■ INFORMATION GIVEN
=== Begin Enclosure ===

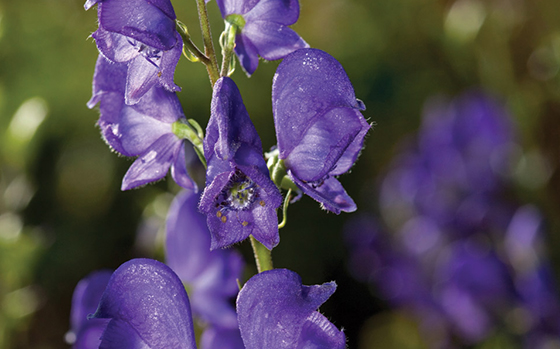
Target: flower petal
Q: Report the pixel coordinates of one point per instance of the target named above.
(281, 12)
(329, 193)
(139, 20)
(148, 308)
(273, 308)
(154, 164)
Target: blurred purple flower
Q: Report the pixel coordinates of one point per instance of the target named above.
(144, 129)
(140, 34)
(319, 127)
(210, 275)
(240, 199)
(263, 29)
(84, 333)
(147, 306)
(276, 311)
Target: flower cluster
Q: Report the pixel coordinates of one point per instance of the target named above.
(320, 132)
(459, 256)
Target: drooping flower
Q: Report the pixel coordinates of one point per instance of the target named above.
(275, 310)
(145, 129)
(264, 30)
(141, 34)
(84, 333)
(240, 199)
(210, 275)
(147, 306)
(319, 127)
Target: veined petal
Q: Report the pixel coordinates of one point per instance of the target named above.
(272, 40)
(328, 192)
(273, 307)
(319, 332)
(307, 83)
(284, 12)
(154, 164)
(141, 77)
(148, 308)
(139, 20)
(323, 143)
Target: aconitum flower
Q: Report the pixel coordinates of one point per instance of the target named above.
(211, 276)
(145, 129)
(319, 127)
(275, 310)
(84, 333)
(148, 307)
(240, 199)
(141, 34)
(263, 29)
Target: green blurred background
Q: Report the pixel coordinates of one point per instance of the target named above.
(62, 214)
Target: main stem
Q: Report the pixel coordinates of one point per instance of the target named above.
(263, 257)
(212, 67)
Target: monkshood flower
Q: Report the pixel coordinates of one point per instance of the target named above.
(275, 310)
(84, 333)
(142, 35)
(240, 199)
(319, 127)
(262, 29)
(148, 307)
(211, 276)
(146, 129)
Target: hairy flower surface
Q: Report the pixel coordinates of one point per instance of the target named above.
(210, 275)
(84, 333)
(144, 129)
(319, 127)
(263, 29)
(147, 306)
(240, 199)
(275, 310)
(142, 34)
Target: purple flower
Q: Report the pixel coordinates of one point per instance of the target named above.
(319, 127)
(147, 306)
(84, 333)
(210, 275)
(240, 199)
(262, 29)
(275, 310)
(145, 129)
(141, 34)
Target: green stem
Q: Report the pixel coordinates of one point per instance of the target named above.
(263, 257)
(212, 66)
(227, 51)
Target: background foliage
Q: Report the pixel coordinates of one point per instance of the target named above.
(61, 212)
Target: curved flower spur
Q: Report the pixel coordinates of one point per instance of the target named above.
(319, 127)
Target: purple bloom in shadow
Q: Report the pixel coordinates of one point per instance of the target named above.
(144, 129)
(275, 310)
(147, 306)
(240, 199)
(319, 127)
(142, 35)
(210, 275)
(264, 29)
(84, 333)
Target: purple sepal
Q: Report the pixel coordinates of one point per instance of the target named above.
(211, 275)
(148, 307)
(84, 333)
(221, 338)
(275, 310)
(266, 31)
(319, 127)
(240, 199)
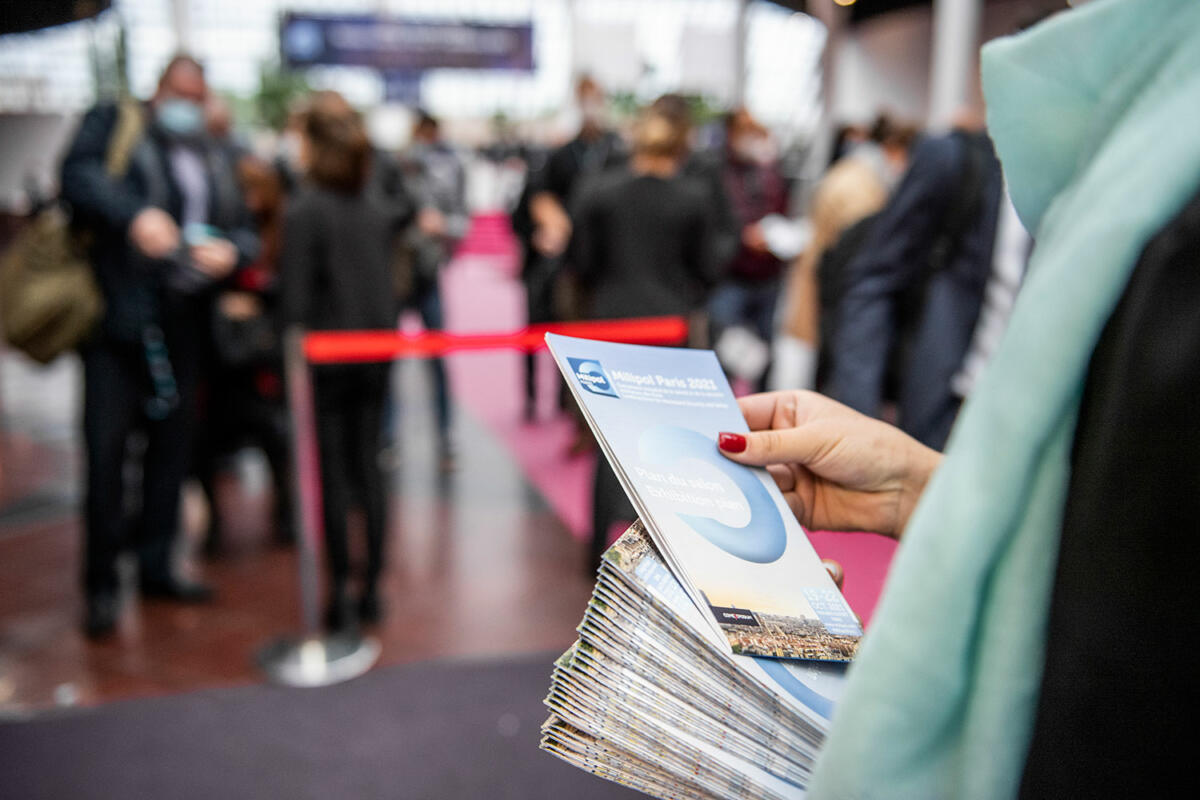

=== End Enclosure ===

■ ABOUT THIS EXERCISE
Without the pictures, write out the whole listing above exactly as it appears.

■ ANSWER TO THE EXERCISE
Target: flower petal
Q: Report the pixel coordinates of one point per instance of the target named above.
(281, 12)
(329, 193)
(139, 20)
(148, 308)
(273, 308)
(154, 164)
Target: blurred purple flower
Q: Report the pixel coordinates of one point per instance of the target named above.
(144, 129)
(140, 34)
(319, 127)
(210, 275)
(240, 199)
(263, 29)
(84, 333)
(147, 306)
(276, 311)
Target: flower cluster
Q: Report the pixel coordinates of one point per instance of the target named above.
(320, 132)
(459, 256)
Target: drooping flower
Q: Report the pixel coordinates of one point per instance of the target named above.
(275, 310)
(145, 129)
(264, 30)
(141, 34)
(84, 333)
(240, 199)
(210, 275)
(147, 306)
(319, 127)
Target: veined petal
Q: Report the pixel coordinates of one point per instance of the target named above.
(272, 40)
(328, 192)
(273, 307)
(319, 332)
(307, 83)
(284, 12)
(154, 164)
(141, 77)
(148, 308)
(139, 20)
(323, 143)
Target: aconitum flower
Q: Report the pixel coordinates of one point per instance of the target named above.
(211, 276)
(145, 129)
(319, 127)
(275, 310)
(84, 333)
(148, 307)
(240, 199)
(141, 34)
(263, 29)
Target: green blurred background
Q: Report the pixel coordinates of one point per instance of the target named above.
(62, 214)
Target: main stem
Q: Report the pixel coordinates of one point per instance of the target named above.
(263, 257)
(212, 67)
Target: monkshood flower
Q: Report the pixel coordinates of one point per instance of the target named above.
(275, 310)
(84, 333)
(142, 35)
(240, 199)
(319, 127)
(262, 29)
(148, 307)
(211, 276)
(146, 129)
Target: hairy flower surface
Q: Report the pixel coordinates of one point per instance of the target named above.
(210, 275)
(84, 333)
(144, 129)
(319, 127)
(263, 29)
(147, 306)
(240, 199)
(275, 310)
(142, 34)
Target: purple flower
Q: Report the pixel coordinates of one point per instance of the target named above.
(319, 127)
(147, 306)
(84, 333)
(210, 275)
(240, 199)
(262, 29)
(275, 310)
(145, 129)
(141, 34)
Target: green stem
Q: Report the pixel coordinates of one point per instance of the target named above.
(263, 257)
(212, 66)
(227, 51)
Target: background foliage
Q: Report the pixel coordinates of one point per instance of the target named above.
(61, 212)
Target: curved flower spur
Q: Report the pixel coordinates of one point per instance of the target named above.
(319, 127)
Target: purple bloom in shadow
Q: Report the pixel coordinates of one point per instance of the target named above.
(144, 129)
(275, 310)
(147, 306)
(240, 199)
(319, 127)
(142, 35)
(210, 275)
(264, 29)
(84, 333)
Target: purple sepal
Q: Report the pixel coordinates of one point per instance of the target named above.
(211, 275)
(148, 307)
(84, 333)
(221, 338)
(275, 310)
(266, 31)
(319, 127)
(240, 199)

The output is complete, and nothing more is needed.